The occasional one went a step beyond the bare necessities by adding a photograph. I wondered if this was done by the family perhaps? I thought perhaps it might be rank but from what I’ve read, GEFR (Gefreiter) is equivalent to a private and today, is usually promoted to an OGEFR (Obergefreiter) within six months. I tried to find out more about Viktor Kepes, but no luck. The ribbon suggests he might have been Hungarian. If anyone has any ideas of how I might go about it, let me know.
published an article in 2018 in the in which she writes:
After the Battle of Normandy, one of the primary concerns in the region was what to do with the bodies of the former occupiers: the German war dead. As the Allied graves registration units left Normandy, local French leaders were responsible for the care of German war graves until the German War Graves Commission (Volksbund Deutsche Kriegsgräberfürsorge, VDK) took over maintenance responsibilities in the mid-1950s and officially inaugurated them as VDK sites in the early 1960s.

******************************

Request A: In the text on German war graves in Normandy, what rank is GEFR (Gefreiter) said to be equivalent to?
Request B: Write what comes next in the text on German war graves in Normandy, picking up after its final sentence.

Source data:
******************************

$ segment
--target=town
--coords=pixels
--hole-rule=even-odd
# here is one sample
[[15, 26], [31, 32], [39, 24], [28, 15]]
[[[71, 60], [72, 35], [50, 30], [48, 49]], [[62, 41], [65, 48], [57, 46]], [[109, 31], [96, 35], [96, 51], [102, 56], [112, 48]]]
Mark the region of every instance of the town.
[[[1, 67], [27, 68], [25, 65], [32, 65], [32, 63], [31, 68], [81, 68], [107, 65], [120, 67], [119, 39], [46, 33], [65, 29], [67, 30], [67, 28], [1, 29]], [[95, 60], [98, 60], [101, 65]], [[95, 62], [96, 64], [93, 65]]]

******************************

Exercise output A: A private.

Exercise output B:
I can only begin to imagine the work that went into gathering all those remains and bringing them to their final rest in this one place.
The remains come from the western quarter of France and the Channel Islands. Before entering the building, a series of slabs in the stairs recall the names of the cities and islands from which those who now rest here came.
I read a quotation on the wall in the entryway by Nobel Peace Prize Laureat Albert Schweitzer:
The soldiers’ graves are the greatest preachers of peace.
Why don’t we learn?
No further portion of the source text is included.